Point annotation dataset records
____

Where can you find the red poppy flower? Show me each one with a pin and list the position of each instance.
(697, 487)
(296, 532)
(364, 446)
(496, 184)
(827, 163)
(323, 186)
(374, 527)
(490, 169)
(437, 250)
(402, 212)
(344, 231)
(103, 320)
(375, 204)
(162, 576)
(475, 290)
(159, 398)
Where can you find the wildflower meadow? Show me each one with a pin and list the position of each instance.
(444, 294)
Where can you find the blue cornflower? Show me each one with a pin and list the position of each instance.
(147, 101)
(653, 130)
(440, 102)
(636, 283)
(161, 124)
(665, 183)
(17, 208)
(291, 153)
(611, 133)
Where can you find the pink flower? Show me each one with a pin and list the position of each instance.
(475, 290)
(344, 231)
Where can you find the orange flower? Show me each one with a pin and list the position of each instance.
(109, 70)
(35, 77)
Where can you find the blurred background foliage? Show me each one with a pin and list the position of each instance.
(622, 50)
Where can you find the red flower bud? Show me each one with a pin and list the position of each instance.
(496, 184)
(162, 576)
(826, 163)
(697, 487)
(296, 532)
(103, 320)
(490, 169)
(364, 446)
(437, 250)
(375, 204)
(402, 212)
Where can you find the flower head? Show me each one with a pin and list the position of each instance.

____

Stated goal:
Copy out all of the records above with nothing altered.

Exercise solution:
Where can you find the red poppy flower? Show me each one with a pin and list the position of each instance.
(697, 487)
(296, 532)
(364, 446)
(496, 184)
(827, 163)
(323, 186)
(374, 527)
(490, 169)
(437, 250)
(402, 212)
(344, 231)
(103, 320)
(375, 204)
(162, 576)
(475, 290)
(159, 398)
Where can you find the wildflower meadow? Show me each one with a pin and list the position of each instance.
(444, 294)
Where can you find the blue cornflower? Show me each one with a pin and list the position of each instance.
(147, 101)
(653, 130)
(440, 102)
(636, 283)
(161, 124)
(665, 183)
(17, 208)
(291, 153)
(611, 133)
Where can you find the pink flower? Show me each one with a pin and list the position of each instance.
(475, 290)
(344, 231)
Where can you find the orange flower? Show me each one with a pin and list the position of each instance.
(109, 70)
(35, 77)
Where can you find the blurred background foliage? Show me each one with a pin and list the position of each instance.
(622, 50)
Where can you find the red flower bud? Show me each one with a pin and list the position of each instance.
(496, 184)
(162, 576)
(826, 163)
(697, 487)
(296, 532)
(103, 320)
(490, 169)
(364, 446)
(437, 250)
(375, 204)
(402, 212)
Where can you find the flower head? Show me each one with a pin and list the position of each instance.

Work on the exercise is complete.